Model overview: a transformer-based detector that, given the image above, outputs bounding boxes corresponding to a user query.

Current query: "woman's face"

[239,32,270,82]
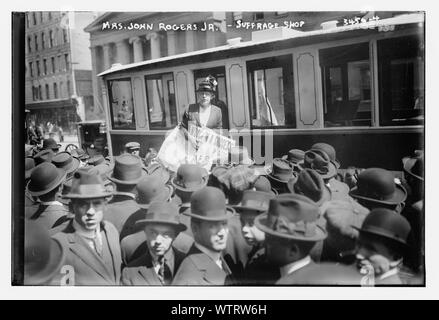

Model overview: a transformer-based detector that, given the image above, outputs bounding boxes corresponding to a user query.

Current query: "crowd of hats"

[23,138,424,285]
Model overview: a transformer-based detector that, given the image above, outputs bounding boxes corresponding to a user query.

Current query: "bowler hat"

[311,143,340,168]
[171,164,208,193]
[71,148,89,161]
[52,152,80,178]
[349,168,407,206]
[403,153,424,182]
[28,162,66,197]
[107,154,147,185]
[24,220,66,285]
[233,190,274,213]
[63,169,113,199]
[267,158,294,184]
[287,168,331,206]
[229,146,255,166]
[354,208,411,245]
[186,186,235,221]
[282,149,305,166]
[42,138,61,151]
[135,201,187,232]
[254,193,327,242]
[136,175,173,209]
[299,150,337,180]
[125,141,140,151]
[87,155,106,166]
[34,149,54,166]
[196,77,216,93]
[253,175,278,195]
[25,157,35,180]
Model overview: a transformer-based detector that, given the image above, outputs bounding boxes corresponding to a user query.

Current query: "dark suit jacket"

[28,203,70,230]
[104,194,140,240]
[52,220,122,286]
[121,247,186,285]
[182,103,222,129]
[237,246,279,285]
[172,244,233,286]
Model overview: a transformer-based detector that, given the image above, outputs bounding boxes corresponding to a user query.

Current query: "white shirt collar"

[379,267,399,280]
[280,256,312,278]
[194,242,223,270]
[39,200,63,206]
────────────────
## Work request
The records above are to be repeated exactly, with the pictures left out.

## Result of this task
Model overview: a transformer-based detector that, given the image above, outputs bounding boxes corresponding to a user query.

Current query: "woman's face"

[239,32,270,82]

Model overview: a transformer-based detector that, given the image above, outputs bounding boxes corresponding to a user query.

Current query: "crowd of hats"

[23,138,424,285]
Model overview: a transformer-based detector that, given the image above, outputs bounding boxes corresponding to a user query.

Current query: "bowler hat"

[311,143,340,168]
[171,164,208,193]
[71,148,89,161]
[52,152,80,178]
[349,168,407,206]
[403,153,424,182]
[28,162,66,197]
[107,154,147,185]
[24,220,66,285]
[233,190,274,213]
[63,169,113,199]
[267,158,294,184]
[287,168,331,206]
[229,146,255,166]
[354,208,411,245]
[186,186,235,221]
[282,149,305,166]
[42,138,61,151]
[135,201,187,232]
[254,193,327,242]
[136,175,173,209]
[299,150,337,180]
[125,141,140,151]
[87,155,106,166]
[34,149,54,166]
[196,77,216,93]
[253,175,278,195]
[25,157,35,180]
Model overview: a transformer-based detector that, given the image above, outputs bounding boxes corresponding to a user query.

Current query: "dark suit jacket"

[28,203,70,230]
[104,194,140,240]
[52,220,122,286]
[121,247,186,285]
[182,103,222,129]
[237,246,279,285]
[172,244,233,286]
Model overview: a transformer-based detector that, given the image above, outputs bounding boxes corresponding to a user query.

Current query: "white shirt collar"

[379,267,399,280]
[280,256,312,278]
[194,242,223,270]
[39,200,63,206]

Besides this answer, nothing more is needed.